SUPPLIED PASSAGE:
+--
In this article, you'll learn how to map data from Qualified to Eloqua and how to create Eloqua contacts straight from your Qualified chatbot or live sales conversation.
Getting Started
Before you can create contacts, you’ll first need to connect to Eloqua. Once that’s complete, we can start setting up our visitor fields and contact mapping.
Visitor fields are the fields in Qualified where you will store everything you wish to track and know about your website visitors. Visitor fields contain information you might gather through chatting or talking to a lead directly, information they might have given you explicitly through a lead form or bot, or other details that might be pulled from an external system, like Eloqua.
As this is a two-way integration, Qualified will both pull information from Eloqua about your visitors as they come to the website as well as map this information back into Eloqua when it's collected by a bot or sales rep. If the visitor is unknown in Eloqua, Qualified will create the contact based on the information collected in your visitor fields and the mapping specified.
For more information on this setup, check out our article on Eloqua Contact Mapping.
+--
LISTED RECORDS:
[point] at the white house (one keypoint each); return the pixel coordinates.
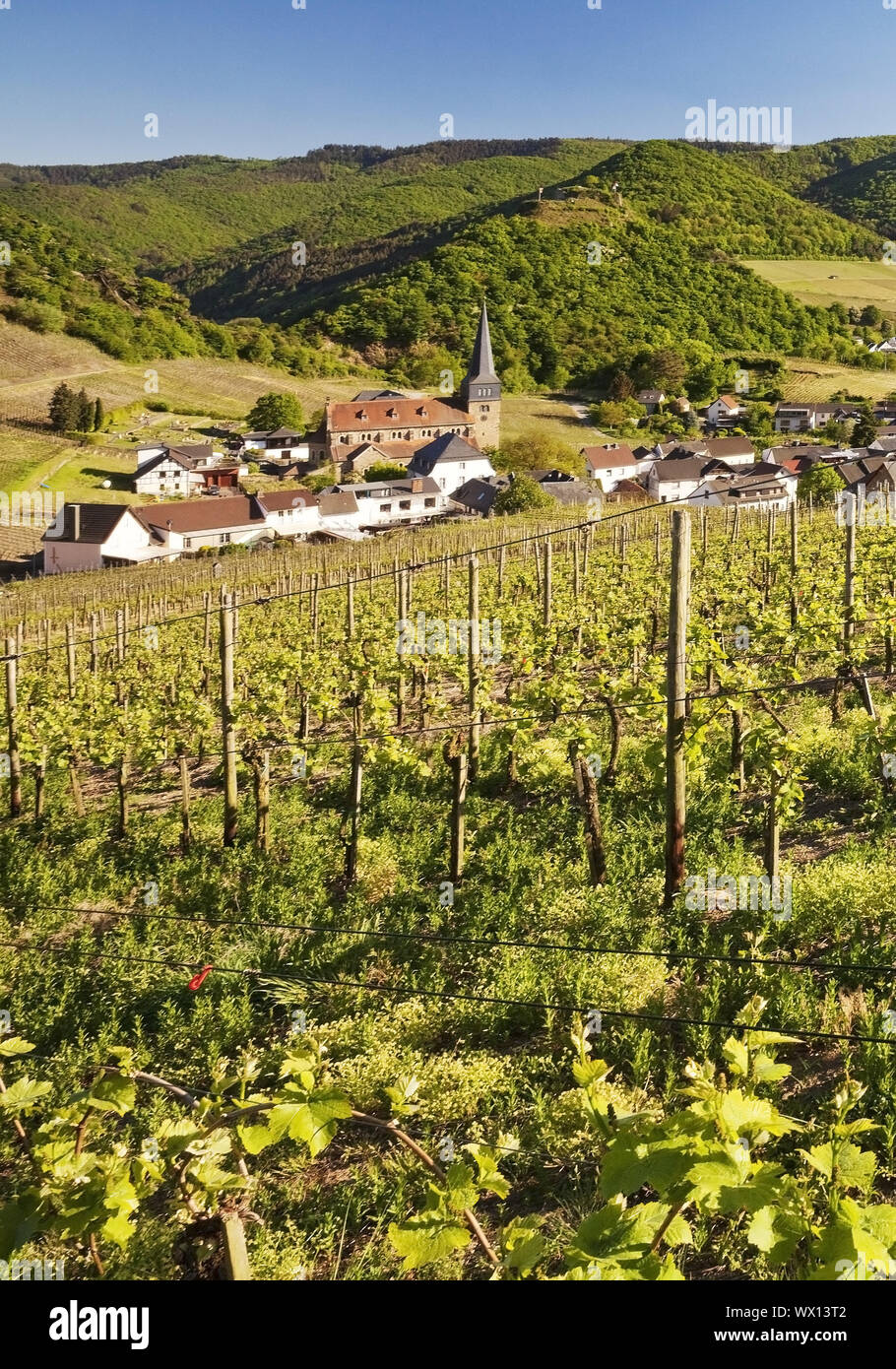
(808, 418)
(762, 490)
(394, 502)
(734, 451)
(724, 411)
(290, 512)
(652, 399)
(450, 460)
(613, 463)
(677, 478)
(90, 537)
(183, 470)
(208, 522)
+--
EXERCISE SET:
A) Repeat the part of the Eloqua integration article from "As this is a" up to and including "the mapping specified.".
B) According to the Eloqua integration article, what kinds of information can visitor fields contain? List all of them.

REPLIES:
A)
As this is a two-way integration, Qualified will both pull information from Eloqua about your visitors as they come to the website as well as map this information back into Eloqua when it's collected by a bot or sales rep. If the visitor is unknown in Eloqua, Qualified will create the contact based on the information collected in your visitor fields and the mapping specified.

B)
- Information gathered through chatting or talking to a lead directly
- Information the visitor gave explicitly through a lead form or bot
- Other details pulled from an external system, like Eloqua